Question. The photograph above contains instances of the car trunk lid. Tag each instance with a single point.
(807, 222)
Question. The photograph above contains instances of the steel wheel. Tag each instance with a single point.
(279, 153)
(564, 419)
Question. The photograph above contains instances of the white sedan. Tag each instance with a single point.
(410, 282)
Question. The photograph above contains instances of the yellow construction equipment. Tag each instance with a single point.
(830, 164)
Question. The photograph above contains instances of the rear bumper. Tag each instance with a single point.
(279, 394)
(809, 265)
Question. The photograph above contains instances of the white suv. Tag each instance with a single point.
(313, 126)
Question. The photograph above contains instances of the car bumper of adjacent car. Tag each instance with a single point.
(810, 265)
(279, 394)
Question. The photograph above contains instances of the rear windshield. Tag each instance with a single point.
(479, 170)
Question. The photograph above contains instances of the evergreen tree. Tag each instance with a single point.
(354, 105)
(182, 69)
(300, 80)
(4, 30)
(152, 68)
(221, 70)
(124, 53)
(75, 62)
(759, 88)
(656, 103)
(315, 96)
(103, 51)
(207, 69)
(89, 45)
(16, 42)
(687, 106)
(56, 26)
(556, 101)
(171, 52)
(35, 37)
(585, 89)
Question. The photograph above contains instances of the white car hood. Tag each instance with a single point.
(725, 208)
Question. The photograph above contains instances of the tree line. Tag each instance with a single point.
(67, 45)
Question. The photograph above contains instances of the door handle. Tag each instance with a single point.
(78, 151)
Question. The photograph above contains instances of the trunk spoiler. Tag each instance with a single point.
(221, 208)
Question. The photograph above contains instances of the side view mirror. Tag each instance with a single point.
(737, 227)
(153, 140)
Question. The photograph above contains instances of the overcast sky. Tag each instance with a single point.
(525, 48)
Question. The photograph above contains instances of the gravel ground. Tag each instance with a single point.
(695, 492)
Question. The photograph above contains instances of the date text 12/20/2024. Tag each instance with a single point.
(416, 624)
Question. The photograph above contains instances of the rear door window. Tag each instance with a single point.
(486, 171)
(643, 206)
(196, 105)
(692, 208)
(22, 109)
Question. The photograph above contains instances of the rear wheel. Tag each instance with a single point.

================================

**Exercise directions**
The answer must be the line containing "Question. The photograph above contains instances of the gravel" and every line after it through the last line of the records above, repeated exactly.

**Problem solution**
Question. The photograph above contains instances of the gravel ground. Tag each instance with a single point.
(695, 492)
Question. The photograph above contains instances of the date text 12/20/2024. Tag each instance with a single point.
(416, 624)
Question. The photograph above contains instances of the rear door window. Tag each instance with a single point.
(486, 171)
(643, 206)
(196, 105)
(692, 208)
(22, 109)
Question. The photograph above contains instances of the rear wheel. Tag each instance with a single point.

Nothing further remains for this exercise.